TASKS TO PERFORM.
[1] List the three pitfalls that the passage on Vertex AI cost attribution gives in bold-style headings under shared infrastructure and managed services.
[2] In the passage on Vertex AI cost attribution, what do Cloud Audit Logs intentionally drop?
━━━━━ EXTRACT TO READ ━━━━━
Shared infrastructure and managed-service pitfalls

The second class of pitfalls hits even teams that route every call through a gateway, because shared infrastructure and managed analytics surfaces silently hide the right fields:

Static endpoint labels in Kubernetes. When multiple teams share a node pool and a single Vertex AI endpoint, labels on that endpoint resource do not change per call, so you cannot back-derive the team that triggered each call.
Apigee analytics drift. Apigee can absolutely intercept Vertex AI calls and emit custom analytics, but the default dashboard is traffic-focused, not cost-focused. Operators have to write response message policies that extract usageMetadata and post it to Analytics, and that work tends to lag the actual launch.
Reliance on the AI Cost Summary Agent. GCP's billing console now surfaces an AI Cost Summary Agent that narrates trends in aggregate Vertex AI spend. It is genuinely useful for anomaly detection, but it operates on the same aggregate export and cannot deliver per-team chargeback.

Summary

LLM cost attribution GCP is a request-level problem trying to be solved by aggregate-level data, and the gap will not close on Google's side any time soon. The Cloud Billing export remains a project-and-SKU-grained invoice, and Cloud Audit Logs intentionally drop the request body that would carry the cost-bearing fields. The only durable path to Vertex AI per-tenant cost tracking is a gateway in the request path that captures token counts, tags them with tenant identity, computes cost at call time, and reconciles against billing in BigQuery on a monthly cadence. The agentcolony.org/auditor reviews this exact pipeline for Vertex AI workloads and surfaces the leaks that quietly invalidate chargeback numbers.

FAQ

Can I track Vertex AI costs per team using GCP labels only?
━━━━━ DATA UNDER STUDY ━━━━━
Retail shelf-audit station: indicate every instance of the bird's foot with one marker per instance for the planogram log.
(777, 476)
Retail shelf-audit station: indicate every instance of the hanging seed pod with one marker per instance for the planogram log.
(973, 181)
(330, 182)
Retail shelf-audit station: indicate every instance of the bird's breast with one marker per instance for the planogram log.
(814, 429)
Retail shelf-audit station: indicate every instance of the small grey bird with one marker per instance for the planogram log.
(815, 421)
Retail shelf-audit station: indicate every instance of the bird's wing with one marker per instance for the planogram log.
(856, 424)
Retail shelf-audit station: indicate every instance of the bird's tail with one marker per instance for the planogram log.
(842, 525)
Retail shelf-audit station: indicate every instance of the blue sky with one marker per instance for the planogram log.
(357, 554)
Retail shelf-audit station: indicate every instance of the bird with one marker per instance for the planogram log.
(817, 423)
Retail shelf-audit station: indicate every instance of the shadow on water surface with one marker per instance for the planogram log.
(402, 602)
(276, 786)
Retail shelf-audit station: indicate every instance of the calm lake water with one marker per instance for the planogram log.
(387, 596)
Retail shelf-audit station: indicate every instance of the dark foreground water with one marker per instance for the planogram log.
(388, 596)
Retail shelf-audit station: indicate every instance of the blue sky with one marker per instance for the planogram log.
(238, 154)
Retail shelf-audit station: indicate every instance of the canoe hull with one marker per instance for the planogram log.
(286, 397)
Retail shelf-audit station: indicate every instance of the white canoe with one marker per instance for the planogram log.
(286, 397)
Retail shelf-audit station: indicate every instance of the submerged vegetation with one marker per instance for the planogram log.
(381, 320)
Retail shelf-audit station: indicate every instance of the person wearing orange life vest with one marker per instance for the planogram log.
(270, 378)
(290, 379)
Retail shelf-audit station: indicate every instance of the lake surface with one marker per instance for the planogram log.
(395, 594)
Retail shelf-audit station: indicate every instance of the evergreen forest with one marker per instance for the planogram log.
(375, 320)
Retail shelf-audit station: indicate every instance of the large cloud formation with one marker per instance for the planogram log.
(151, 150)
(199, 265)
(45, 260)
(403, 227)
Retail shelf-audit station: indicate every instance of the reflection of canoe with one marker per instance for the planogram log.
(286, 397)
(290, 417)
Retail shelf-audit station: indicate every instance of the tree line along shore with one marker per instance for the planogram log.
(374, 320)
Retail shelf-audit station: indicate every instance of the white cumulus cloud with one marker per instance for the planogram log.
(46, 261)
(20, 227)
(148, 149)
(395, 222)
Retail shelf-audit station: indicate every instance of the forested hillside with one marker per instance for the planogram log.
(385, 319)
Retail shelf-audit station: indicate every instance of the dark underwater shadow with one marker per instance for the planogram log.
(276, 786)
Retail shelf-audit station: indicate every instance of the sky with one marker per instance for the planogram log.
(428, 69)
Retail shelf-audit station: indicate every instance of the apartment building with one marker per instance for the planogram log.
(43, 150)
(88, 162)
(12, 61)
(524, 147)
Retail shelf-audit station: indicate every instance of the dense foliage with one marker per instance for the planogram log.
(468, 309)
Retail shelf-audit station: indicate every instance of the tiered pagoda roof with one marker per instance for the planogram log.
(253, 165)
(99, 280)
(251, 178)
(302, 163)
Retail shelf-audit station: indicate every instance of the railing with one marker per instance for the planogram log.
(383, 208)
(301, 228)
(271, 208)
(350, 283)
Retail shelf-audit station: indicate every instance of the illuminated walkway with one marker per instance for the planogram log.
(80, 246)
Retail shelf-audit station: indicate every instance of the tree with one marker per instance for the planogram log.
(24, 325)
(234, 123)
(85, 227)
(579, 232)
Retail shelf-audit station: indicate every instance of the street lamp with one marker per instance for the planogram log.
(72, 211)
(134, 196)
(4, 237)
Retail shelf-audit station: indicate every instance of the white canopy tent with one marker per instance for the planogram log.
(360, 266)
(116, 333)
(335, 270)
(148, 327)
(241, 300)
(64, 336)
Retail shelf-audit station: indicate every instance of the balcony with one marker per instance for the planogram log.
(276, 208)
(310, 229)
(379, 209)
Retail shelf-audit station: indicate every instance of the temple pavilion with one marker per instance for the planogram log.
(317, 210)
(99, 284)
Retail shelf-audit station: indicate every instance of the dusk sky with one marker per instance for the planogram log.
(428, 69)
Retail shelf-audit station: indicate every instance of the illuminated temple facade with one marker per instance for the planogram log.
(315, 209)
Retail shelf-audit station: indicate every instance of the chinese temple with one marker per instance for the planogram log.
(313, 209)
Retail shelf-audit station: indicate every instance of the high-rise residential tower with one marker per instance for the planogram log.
━━━━━
ANSWERS FOR THE TASKS.
[1]
Static endpoint labels in Kubernetes
Apigee analytics drift
Reliance on the AI Cost Summary Agent

[2] They drop the request body that would carry the cost-bearing fields.